PROBLEM REQUIREMENTS:
Could you convert the rows below, from the very first line through the line containing "[237,137,465,173]", into a Markdown table with the columns No and Entry, numbering each line and skipping any blank lines?

Collected data entries:
• • • • • • •
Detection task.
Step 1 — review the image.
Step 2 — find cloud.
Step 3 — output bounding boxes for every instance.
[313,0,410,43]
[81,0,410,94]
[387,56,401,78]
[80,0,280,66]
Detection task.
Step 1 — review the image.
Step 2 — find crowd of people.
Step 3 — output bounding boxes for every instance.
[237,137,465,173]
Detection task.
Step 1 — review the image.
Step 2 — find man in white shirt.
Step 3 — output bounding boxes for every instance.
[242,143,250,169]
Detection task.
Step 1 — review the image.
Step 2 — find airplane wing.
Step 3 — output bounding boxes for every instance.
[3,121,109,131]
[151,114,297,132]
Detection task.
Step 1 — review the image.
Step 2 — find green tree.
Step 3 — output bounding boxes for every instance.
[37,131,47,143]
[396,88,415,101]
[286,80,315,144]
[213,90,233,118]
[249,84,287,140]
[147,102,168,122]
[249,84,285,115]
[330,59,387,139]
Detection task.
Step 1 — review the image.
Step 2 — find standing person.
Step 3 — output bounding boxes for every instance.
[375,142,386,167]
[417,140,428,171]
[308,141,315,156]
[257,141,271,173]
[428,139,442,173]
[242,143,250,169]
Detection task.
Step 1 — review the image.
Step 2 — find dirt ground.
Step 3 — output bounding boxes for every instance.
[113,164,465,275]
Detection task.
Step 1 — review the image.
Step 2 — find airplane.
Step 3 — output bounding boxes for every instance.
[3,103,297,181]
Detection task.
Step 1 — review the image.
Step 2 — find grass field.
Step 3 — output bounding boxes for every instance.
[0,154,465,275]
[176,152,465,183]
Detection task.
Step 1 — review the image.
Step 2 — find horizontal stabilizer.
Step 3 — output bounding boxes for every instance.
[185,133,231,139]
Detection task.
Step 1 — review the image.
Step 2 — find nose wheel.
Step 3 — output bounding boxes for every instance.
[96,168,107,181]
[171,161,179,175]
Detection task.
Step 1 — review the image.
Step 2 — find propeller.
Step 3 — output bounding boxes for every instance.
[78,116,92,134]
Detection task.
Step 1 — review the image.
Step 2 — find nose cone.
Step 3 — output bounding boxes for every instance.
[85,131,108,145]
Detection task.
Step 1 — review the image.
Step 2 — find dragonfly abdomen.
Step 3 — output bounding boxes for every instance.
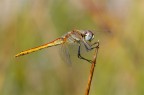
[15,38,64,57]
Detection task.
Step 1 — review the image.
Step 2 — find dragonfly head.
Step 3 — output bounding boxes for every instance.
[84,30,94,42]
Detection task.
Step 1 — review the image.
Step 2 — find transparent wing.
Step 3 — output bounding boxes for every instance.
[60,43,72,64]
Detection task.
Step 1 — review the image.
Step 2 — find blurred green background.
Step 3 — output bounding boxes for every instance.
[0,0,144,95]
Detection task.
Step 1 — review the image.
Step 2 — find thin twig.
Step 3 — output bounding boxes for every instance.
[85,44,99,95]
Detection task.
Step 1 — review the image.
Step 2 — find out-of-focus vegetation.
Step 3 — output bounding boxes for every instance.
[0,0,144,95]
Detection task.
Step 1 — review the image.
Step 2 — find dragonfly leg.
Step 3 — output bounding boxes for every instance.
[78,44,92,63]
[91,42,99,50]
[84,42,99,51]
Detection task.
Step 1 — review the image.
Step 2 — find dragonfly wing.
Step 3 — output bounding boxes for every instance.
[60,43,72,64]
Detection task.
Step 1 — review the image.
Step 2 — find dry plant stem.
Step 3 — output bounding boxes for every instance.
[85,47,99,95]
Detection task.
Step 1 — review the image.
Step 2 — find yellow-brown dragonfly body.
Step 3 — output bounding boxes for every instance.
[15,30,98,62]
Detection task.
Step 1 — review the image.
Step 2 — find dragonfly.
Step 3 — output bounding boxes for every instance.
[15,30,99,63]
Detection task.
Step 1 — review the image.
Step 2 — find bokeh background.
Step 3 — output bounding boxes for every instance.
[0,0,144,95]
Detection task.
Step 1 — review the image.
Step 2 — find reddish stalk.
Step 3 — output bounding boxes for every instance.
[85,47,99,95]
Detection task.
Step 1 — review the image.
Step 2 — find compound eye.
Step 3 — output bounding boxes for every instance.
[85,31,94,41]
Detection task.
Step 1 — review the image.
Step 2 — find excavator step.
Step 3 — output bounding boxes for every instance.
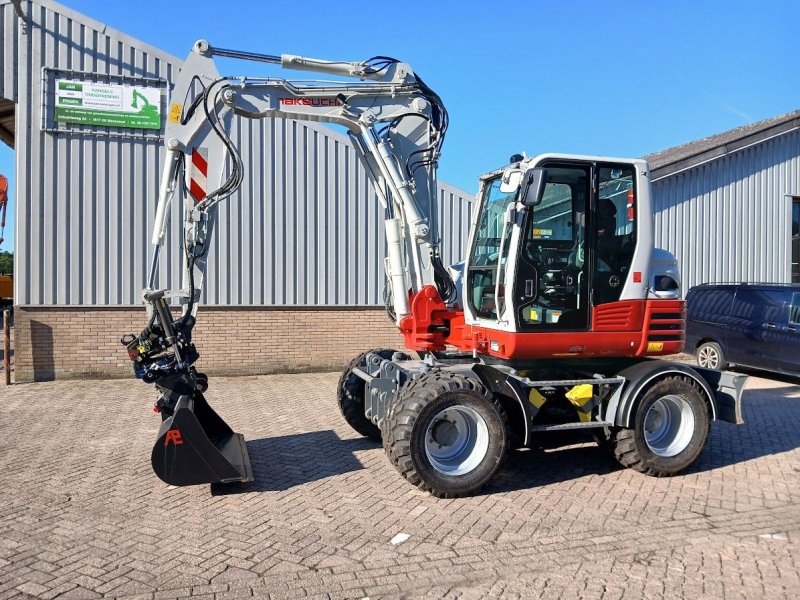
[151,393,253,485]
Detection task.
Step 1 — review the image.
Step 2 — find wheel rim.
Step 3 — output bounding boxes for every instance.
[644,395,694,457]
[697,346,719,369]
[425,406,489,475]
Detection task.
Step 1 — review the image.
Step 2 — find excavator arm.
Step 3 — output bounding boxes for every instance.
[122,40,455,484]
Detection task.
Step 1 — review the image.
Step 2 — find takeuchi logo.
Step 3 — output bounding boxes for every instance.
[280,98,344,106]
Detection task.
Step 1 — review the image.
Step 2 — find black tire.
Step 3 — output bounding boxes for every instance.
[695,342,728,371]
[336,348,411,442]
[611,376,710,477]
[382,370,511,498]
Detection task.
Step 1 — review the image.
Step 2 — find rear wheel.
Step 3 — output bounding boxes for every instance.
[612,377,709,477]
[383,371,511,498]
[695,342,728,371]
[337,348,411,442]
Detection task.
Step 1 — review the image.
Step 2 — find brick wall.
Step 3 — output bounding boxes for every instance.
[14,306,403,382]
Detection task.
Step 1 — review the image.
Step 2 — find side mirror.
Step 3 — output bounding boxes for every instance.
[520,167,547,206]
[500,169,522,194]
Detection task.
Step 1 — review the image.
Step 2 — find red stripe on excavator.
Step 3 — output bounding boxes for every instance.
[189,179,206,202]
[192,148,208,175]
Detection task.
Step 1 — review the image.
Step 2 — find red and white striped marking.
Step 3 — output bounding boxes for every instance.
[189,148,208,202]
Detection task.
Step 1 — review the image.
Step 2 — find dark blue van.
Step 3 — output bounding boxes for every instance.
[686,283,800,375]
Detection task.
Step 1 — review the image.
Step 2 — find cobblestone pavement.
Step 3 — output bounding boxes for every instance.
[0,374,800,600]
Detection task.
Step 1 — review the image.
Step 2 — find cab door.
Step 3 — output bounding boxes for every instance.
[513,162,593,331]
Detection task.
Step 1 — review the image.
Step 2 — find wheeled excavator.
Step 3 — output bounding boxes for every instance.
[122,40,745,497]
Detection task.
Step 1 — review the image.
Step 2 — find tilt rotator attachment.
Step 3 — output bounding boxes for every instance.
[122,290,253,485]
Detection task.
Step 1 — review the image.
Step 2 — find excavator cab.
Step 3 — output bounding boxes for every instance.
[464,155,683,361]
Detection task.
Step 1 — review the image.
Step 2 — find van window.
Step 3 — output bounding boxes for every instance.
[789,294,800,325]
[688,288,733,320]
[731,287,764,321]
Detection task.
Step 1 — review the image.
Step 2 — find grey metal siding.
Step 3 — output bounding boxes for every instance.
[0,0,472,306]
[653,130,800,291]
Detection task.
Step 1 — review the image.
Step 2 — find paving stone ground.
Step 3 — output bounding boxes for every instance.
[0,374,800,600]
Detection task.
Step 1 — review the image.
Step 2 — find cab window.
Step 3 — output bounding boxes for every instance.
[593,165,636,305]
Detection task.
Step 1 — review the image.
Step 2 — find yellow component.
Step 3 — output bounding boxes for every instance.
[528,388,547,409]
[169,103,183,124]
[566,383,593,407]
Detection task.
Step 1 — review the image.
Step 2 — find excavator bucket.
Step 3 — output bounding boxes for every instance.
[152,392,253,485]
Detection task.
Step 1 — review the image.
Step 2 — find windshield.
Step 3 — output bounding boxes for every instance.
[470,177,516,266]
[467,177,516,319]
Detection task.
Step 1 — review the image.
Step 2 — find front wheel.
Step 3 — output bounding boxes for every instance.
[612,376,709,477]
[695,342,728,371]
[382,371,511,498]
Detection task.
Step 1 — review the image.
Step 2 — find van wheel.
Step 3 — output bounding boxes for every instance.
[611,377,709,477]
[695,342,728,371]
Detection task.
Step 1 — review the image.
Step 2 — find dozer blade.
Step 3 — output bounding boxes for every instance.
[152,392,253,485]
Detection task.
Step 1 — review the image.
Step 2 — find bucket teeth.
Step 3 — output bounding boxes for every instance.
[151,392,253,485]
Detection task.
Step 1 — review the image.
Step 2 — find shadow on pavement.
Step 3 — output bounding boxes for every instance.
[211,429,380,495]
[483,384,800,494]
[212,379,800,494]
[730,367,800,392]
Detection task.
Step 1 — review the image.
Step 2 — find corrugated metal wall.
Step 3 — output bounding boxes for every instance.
• • • • • • •
FINAL ANSWER:
| No | Entry |
|---|---|
| 1 | Detection task. |
| 2 | Step 1 — review the image. |
| 3 | Step 2 — find cloud. |
| 4 | Step 3 — output bounding boxes for every instance. |
| 5 | [313,0,410,43] |
| 6 | [81,0,410,94] |
| 7 | [387,56,401,78] |
| 8 | [80,0,280,66] |
| 9 | Detection task. |
| 10 | Step 1 — review the image. |
| 11 | Step 2 — find crowd of people. |
| 12 | Step 3 — output bounding boxes for every instance. |
| 13 | [237,137,465,173] |